_Data rows_:
* Start *

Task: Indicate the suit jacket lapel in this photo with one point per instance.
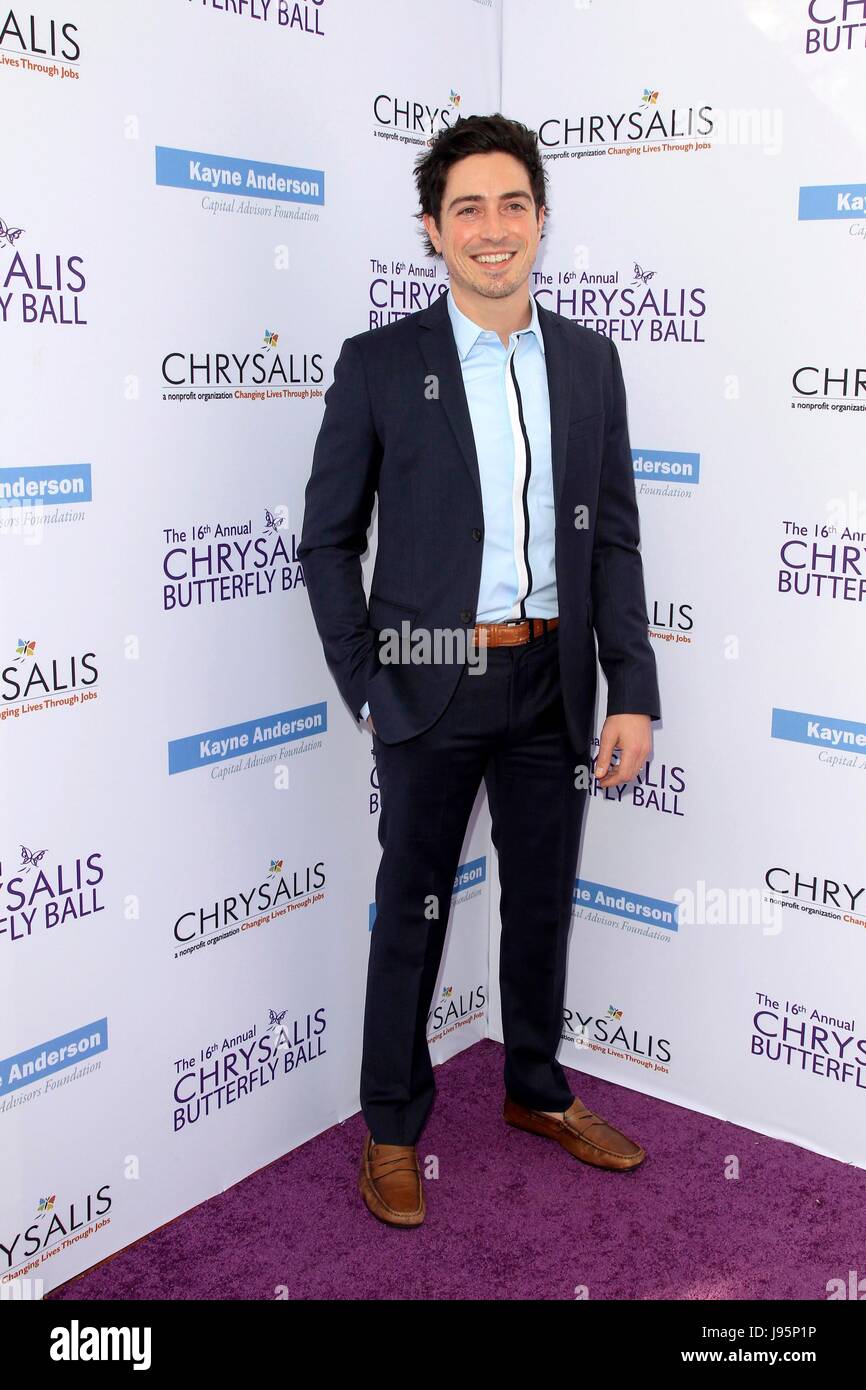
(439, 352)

* End *
* Start *

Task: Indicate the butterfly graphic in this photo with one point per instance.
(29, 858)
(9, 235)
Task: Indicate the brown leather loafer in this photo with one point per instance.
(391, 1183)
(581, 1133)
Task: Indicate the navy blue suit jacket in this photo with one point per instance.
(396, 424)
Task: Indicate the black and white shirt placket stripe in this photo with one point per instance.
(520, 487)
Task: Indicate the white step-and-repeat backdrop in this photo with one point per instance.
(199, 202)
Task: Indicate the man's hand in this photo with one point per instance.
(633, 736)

* End *
* Start *

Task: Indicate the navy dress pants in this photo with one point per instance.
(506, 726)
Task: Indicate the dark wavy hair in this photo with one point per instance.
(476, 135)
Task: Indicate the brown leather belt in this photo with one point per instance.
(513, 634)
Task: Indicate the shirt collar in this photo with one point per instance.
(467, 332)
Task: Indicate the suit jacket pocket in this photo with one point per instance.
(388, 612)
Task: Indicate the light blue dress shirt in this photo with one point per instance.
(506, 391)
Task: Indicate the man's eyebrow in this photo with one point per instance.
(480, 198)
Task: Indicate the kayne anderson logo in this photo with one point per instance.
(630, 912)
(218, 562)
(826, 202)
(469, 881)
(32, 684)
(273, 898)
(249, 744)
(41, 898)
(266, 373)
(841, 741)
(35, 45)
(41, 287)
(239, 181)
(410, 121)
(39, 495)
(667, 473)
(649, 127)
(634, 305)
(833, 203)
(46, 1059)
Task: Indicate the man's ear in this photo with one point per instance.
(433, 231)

* End *

_Work instructions_: State how many lines in the records contain the word "brown", giving only the number.

_Response_: 2